__What is being asked__: Leave the images aside and output every entry exactly.

=== Section Start ===

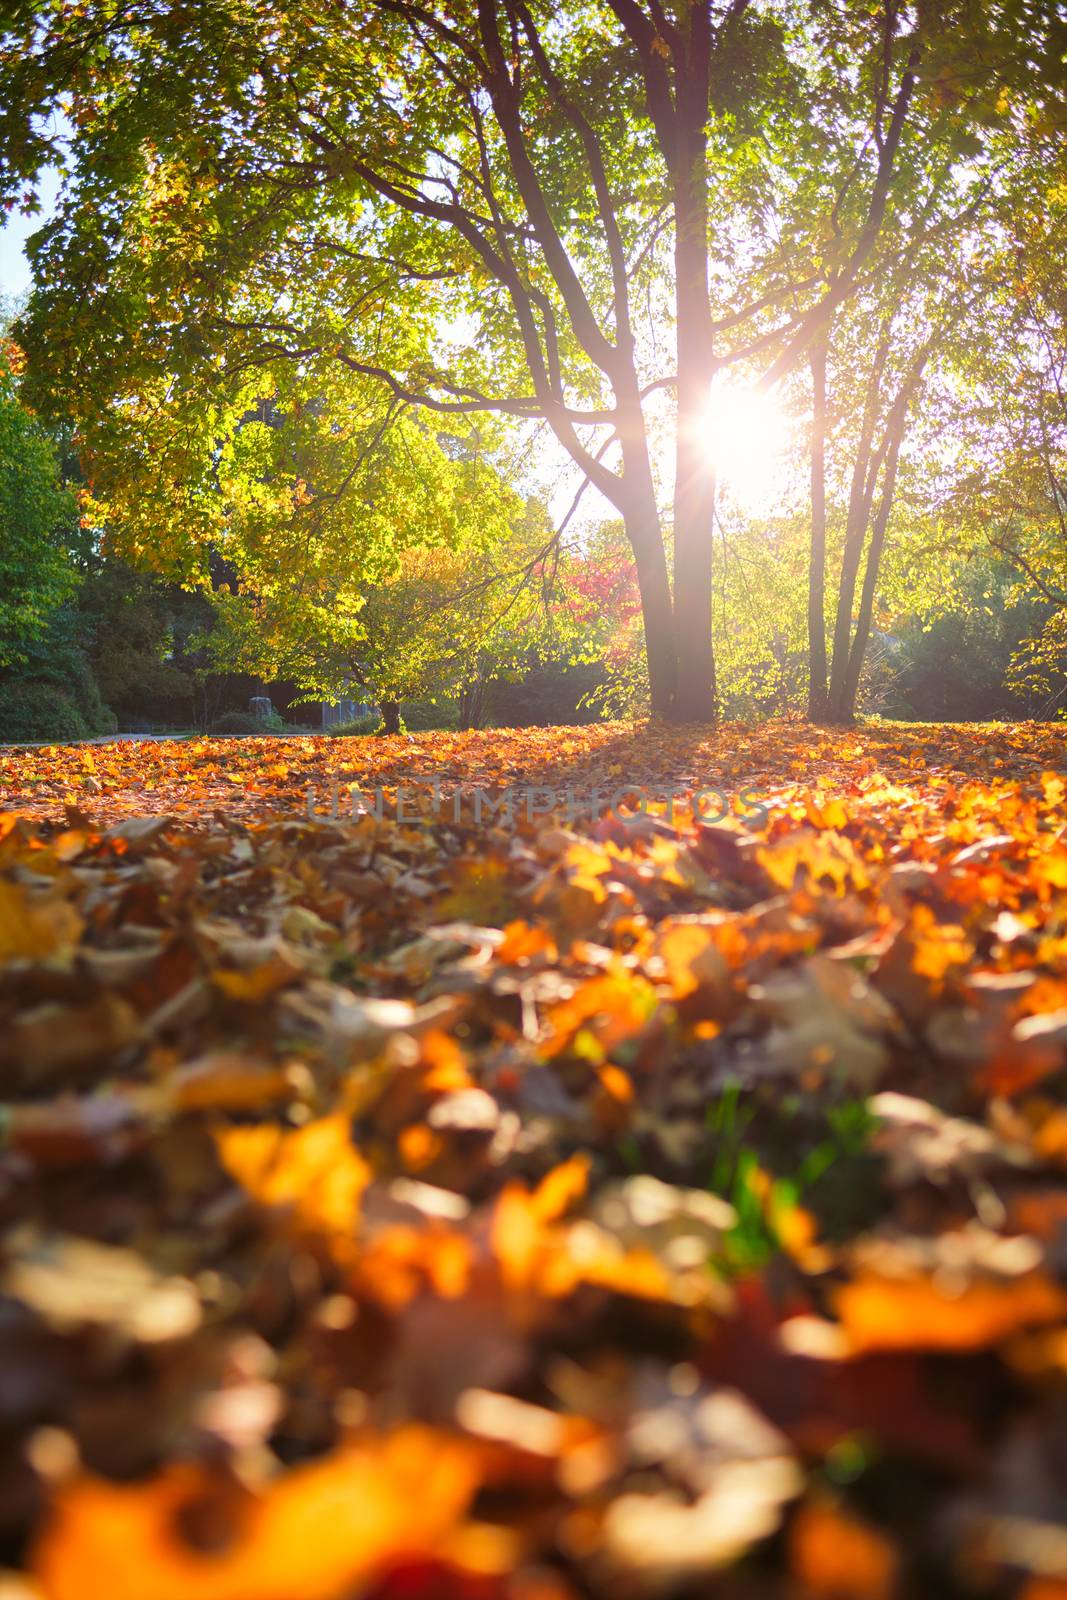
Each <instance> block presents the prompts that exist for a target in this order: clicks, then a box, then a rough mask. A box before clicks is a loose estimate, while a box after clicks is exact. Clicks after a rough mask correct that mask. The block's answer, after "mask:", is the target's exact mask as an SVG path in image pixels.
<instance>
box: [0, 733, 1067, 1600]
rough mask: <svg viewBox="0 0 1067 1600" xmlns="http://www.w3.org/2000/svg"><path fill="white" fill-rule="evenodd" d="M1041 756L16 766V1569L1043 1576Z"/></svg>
mask: <svg viewBox="0 0 1067 1600" xmlns="http://www.w3.org/2000/svg"><path fill="white" fill-rule="evenodd" d="M1065 754H1067V752H1065V749H1064V736H1062V734H1061V733H1057V731H1056V730H1053V728H1048V726H1037V725H1029V726H1016V728H990V726H985V728H960V726H955V728H945V726H941V728H934V726H912V728H907V730H902V728H893V730H888V728H885V730H883V728H878V726H872V728H867V730H864V731H845V733H816V731H813V730H811V728H808V726H803V725H798V723H777V725H765V726H761V728H758V730H753V728H742V726H726V728H721V730H718V731H717V733H715V734H710V736H707V734H702V733H697V731H686V730H670V731H664V730H657V728H645V726H641V728H633V726H632V725H621V723H619V725H603V726H597V728H581V730H571V728H550V730H531V731H523V733H507V731H494V733H491V734H443V733H434V734H424V736H421V738H394V739H358V741H357V739H349V741H344V739H339V741H326V739H270V741H266V739H264V741H259V739H245V741H240V739H232V741H226V739H214V741H213V739H197V741H190V742H139V744H110V746H98V747H88V746H80V747H64V749H45V750H42V749H34V750H6V752H0V786H2V795H0V806H2V808H3V814H2V816H0V1062H2V1067H3V1085H5V1088H3V1098H5V1107H3V1130H5V1147H3V1154H2V1155H0V1195H2V1205H3V1238H2V1256H0V1291H2V1294H3V1299H2V1301H0V1349H2V1355H3V1366H2V1371H3V1374H5V1382H3V1384H2V1386H0V1426H2V1427H3V1435H5V1440H6V1450H5V1467H3V1493H2V1494H0V1523H2V1528H0V1539H2V1549H3V1557H5V1560H6V1563H8V1566H10V1568H11V1574H10V1579H8V1586H6V1587H3V1586H2V1584H0V1592H3V1594H5V1595H6V1594H11V1595H13V1597H14V1595H19V1597H29V1595H34V1597H38V1600H96V1597H99V1600H186V1597H189V1600H192V1597H195V1600H296V1597H301V1600H350V1597H357V1595H358V1597H373V1600H400V1597H405V1600H430V1597H432V1600H445V1597H448V1600H453V1597H456V1600H579V1597H589V1600H616V1597H641V1595H646V1594H678V1595H689V1597H697V1595H701V1597H704V1595H715V1597H718V1595H721V1597H728V1600H733V1597H744V1600H763V1597H768V1600H808V1597H845V1600H849V1597H853V1600H861V1597H862V1600H889V1597H894V1595H896V1597H905V1595H907V1597H915V1595H931V1597H933V1595H937V1597H942V1595H945V1597H957V1595H958V1597H965V1595H976V1597H990V1600H992V1597H1001V1595H1003V1597H1009V1595H1016V1594H1019V1595H1025V1597H1029V1600H1038V1597H1041V1595H1056V1594H1062V1592H1064V1589H1062V1586H1064V1584H1067V1557H1064V1539H1065V1534H1064V1522H1065V1520H1067V1517H1065V1510H1064V1501H1062V1470H1061V1469H1059V1466H1057V1462H1059V1459H1061V1454H1062V1395H1064V1386H1065V1381H1067V1267H1065V1258H1064V1238H1065V1237H1067V1235H1065V1227H1067V1187H1065V1184H1064V1168H1065V1165H1067V1114H1065V1112H1064V1107H1062V1088H1064V1069H1065V1066H1067V810H1065V805H1064V800H1065V795H1067V784H1065V781H1064V776H1061V774H1062V773H1064V768H1065V760H1064V757H1065ZM416 779H418V782H416ZM331 784H336V786H338V787H339V790H341V792H342V795H344V797H347V794H349V786H355V790H357V803H355V808H354V814H341V816H338V818H336V819H331V816H330V814H328V813H330V786H331ZM434 784H437V789H434V787H432V786H434ZM397 786H405V787H408V789H410V792H411V797H410V798H408V803H406V811H405V819H402V821H400V819H397V805H395V798H397V795H395V790H397ZM506 786H512V787H515V786H530V787H531V789H533V790H536V792H537V794H539V797H541V798H539V800H537V803H536V805H534V806H533V808H523V806H522V805H520V806H517V810H515V814H514V816H512V818H510V821H507V819H504V818H501V816H499V814H494V813H491V811H488V813H486V814H483V816H482V818H480V819H477V818H475V814H474V797H475V794H477V792H483V794H485V795H490V797H496V798H499V795H501V794H502V790H504V787H506ZM378 789H381V790H382V800H381V803H379V802H376V800H374V792H376V790H378ZM624 789H629V790H630V792H632V800H630V803H629V808H627V803H625V802H624V800H622V798H621V797H619V790H624ZM641 789H643V790H646V792H651V790H665V789H669V790H672V792H673V800H672V802H670V803H665V802H664V800H656V802H648V803H643V805H641V813H640V814H637V802H638V798H640V795H638V790H641ZM712 789H715V790H718V792H720V795H721V797H725V800H726V805H725V806H720V805H718V802H709V800H707V798H704V800H699V802H693V800H691V798H689V797H691V795H693V794H694V792H699V790H712ZM309 790H310V795H312V802H314V805H312V813H314V814H310V816H309V805H307V800H309ZM549 790H552V792H553V794H555V802H550V798H549V795H547V792H549ZM593 790H605V792H606V794H609V795H616V803H617V811H608V810H606V808H605V814H601V816H600V818H598V819H595V821H593V819H592V818H590V816H584V818H581V816H574V805H573V803H571V805H569V810H568V803H566V797H568V794H569V795H574V794H579V795H582V797H587V795H590V794H592V792H593ZM742 795H745V797H747V800H745V802H742V798H741V797H742ZM694 803H696V808H697V813H702V816H701V814H694V808H693V806H694ZM339 810H342V811H344V808H339ZM379 811H381V814H376V813H379ZM723 811H725V814H720V813H723ZM712 818H715V819H712Z"/></svg>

=== Section End ===

__Answer space__:
Each <instance> block presents the prompts that exist for a target in this order: clicks, then a box, then a rough mask. A box before clicks is a loose estimate, while a box after clicks is exact. Clicks after a rough mask correct that mask. The block's answer, after "mask:", is the target's exact mask as an SVG path in image pixels.
<instance>
box: [0, 733, 1067, 1600]
rough mask: <svg viewBox="0 0 1067 1600" xmlns="http://www.w3.org/2000/svg"><path fill="white" fill-rule="evenodd" d="M1041 756L16 766V1569L1043 1576Z"/></svg>
mask: <svg viewBox="0 0 1067 1600" xmlns="http://www.w3.org/2000/svg"><path fill="white" fill-rule="evenodd" d="M1065 754H1067V752H1065V749H1064V736H1062V734H1061V733H1057V731H1056V730H1053V728H1048V726H1037V725H1029V726H1016V728H990V726H985V728H960V726H955V728H945V726H941V728H934V726H912V728H907V730H902V728H893V730H888V728H885V730H883V728H878V726H872V728H867V730H864V731H845V733H816V731H813V730H811V728H808V726H803V725H798V723H777V725H765V726H761V728H758V730H753V728H742V726H726V728H721V730H718V731H717V733H715V734H710V736H707V734H702V733H697V731H686V730H670V731H664V730H657V728H645V726H641V728H633V726H632V725H621V723H619V725H603V726H597V728H581V730H571V728H550V730H531V731H523V733H507V731H494V733H491V734H443V733H434V734H424V736H421V738H394V739H358V741H357V739H349V741H344V739H339V741H326V739H270V741H266V739H264V741H259V739H245V741H240V739H232V741H226V739H214V741H213V739H197V741H190V742H139V744H110V746H98V747H88V746H80V747H64V749H45V750H42V749H34V750H6V752H0V786H2V795H0V806H2V808H3V814H2V816H0V1062H2V1067H3V1085H5V1088H3V1098H5V1107H3V1130H5V1147H3V1154H2V1155H0V1195H2V1205H3V1238H2V1256H0V1291H2V1294H3V1299H2V1301H0V1349H2V1355H3V1366H2V1371H3V1374H5V1382H3V1384H2V1386H0V1426H2V1427H3V1435H5V1440H6V1450H5V1467H3V1493H2V1494H0V1523H2V1528H0V1539H2V1549H3V1557H5V1560H6V1563H8V1566H10V1568H11V1574H10V1579H8V1586H6V1587H3V1586H2V1584H0V1592H3V1594H5V1595H6V1594H11V1595H13V1597H14V1595H19V1597H29V1595H34V1597H38V1600H96V1597H99V1600H186V1597H189V1600H192V1597H195V1600H296V1597H301V1600H350V1597H357V1595H358V1597H373V1600H400V1597H405V1600H430V1597H432V1600H445V1597H448V1600H453V1597H456V1600H579V1597H589V1600H616V1597H641V1595H646V1594H678V1595H689V1597H697V1595H701V1597H704V1595H715V1597H718V1595H721V1597H728V1600H733V1597H744V1600H763V1597H768V1600H808V1597H845V1600H849V1597H853V1600H861V1597H862V1600H889V1597H894V1595H896V1597H905V1595H907V1597H915V1595H931V1597H933V1595H937V1597H942V1595H945V1597H957V1595H958V1597H965V1595H976V1597H990V1600H992V1597H1001V1595H1003V1597H1009V1595H1016V1594H1019V1595H1025V1597H1029V1600H1038V1597H1041V1595H1056V1594H1062V1592H1064V1589H1062V1586H1064V1584H1067V1557H1064V1539H1065V1534H1064V1522H1065V1520H1067V1517H1065V1510H1064V1501H1062V1470H1061V1469H1059V1466H1057V1462H1059V1459H1061V1454H1062V1395H1064V1386H1065V1381H1067V1267H1065V1258H1064V1238H1065V1237H1067V1235H1065V1227H1067V1187H1065V1184H1064V1168H1065V1165H1067V1114H1065V1112H1064V1107H1062V1088H1064V1069H1065V1066H1067V810H1065V805H1064V800H1065V795H1067V784H1065V781H1064V776H1061V774H1062V773H1064V768H1065V760H1064V757H1065ZM416 779H418V782H416ZM331 784H336V786H338V787H339V790H341V792H342V795H344V797H347V794H349V786H355V790H357V803H355V808H354V814H341V816H338V818H336V819H331V816H330V814H328V813H330V786H331ZM434 784H437V789H434V787H432V786H434ZM397 786H405V787H408V789H410V792H411V797H410V798H408V803H406V811H405V819H402V821H400V819H397V805H395V798H397V795H395V790H397ZM506 786H512V787H515V786H530V787H531V789H533V790H536V792H537V794H539V797H541V798H539V800H537V803H536V805H534V806H533V808H523V806H522V805H520V806H517V810H515V814H514V816H512V818H510V821H507V819H504V818H501V816H499V814H494V813H491V811H488V813H486V814H483V816H482V818H480V819H477V818H475V814H474V797H475V794H477V792H483V794H485V795H490V797H496V798H499V795H501V794H502V790H504V787H506ZM378 789H381V790H382V800H381V803H379V802H376V800H374V792H376V790H378ZM624 789H629V790H630V792H632V800H630V803H629V808H627V803H625V802H624V800H622V798H621V797H619V790H624ZM641 789H643V790H646V792H651V790H665V789H669V790H672V792H673V800H672V802H670V803H665V802H664V800H656V802H648V803H643V805H641V813H640V814H637V802H638V798H640V795H638V790H641ZM712 789H715V790H718V792H720V795H721V797H725V800H726V805H725V806H720V805H718V802H709V800H707V798H704V800H699V802H693V800H691V798H689V797H691V795H693V794H694V792H699V790H712ZM309 790H310V795H312V802H314V805H312V813H314V814H310V816H309V805H307V800H309ZM549 790H552V792H553V794H555V802H550V798H549V795H547V792H549ZM593 790H605V792H606V794H609V795H616V803H617V811H608V810H606V808H605V814H601V816H600V818H598V819H595V821H593V819H592V818H590V816H584V818H581V816H574V805H573V803H571V805H569V810H568V803H566V797H568V794H569V795H574V794H579V795H582V797H587V795H590V794H592V792H593ZM742 795H745V797H747V800H745V802H742V798H741V797H742ZM694 803H696V808H697V813H702V816H701V814H694V808H693V806H694ZM339 810H342V811H344V808H339ZM379 811H381V814H376V813H379ZM723 811H725V814H720V813H723ZM712 818H715V819H712Z"/></svg>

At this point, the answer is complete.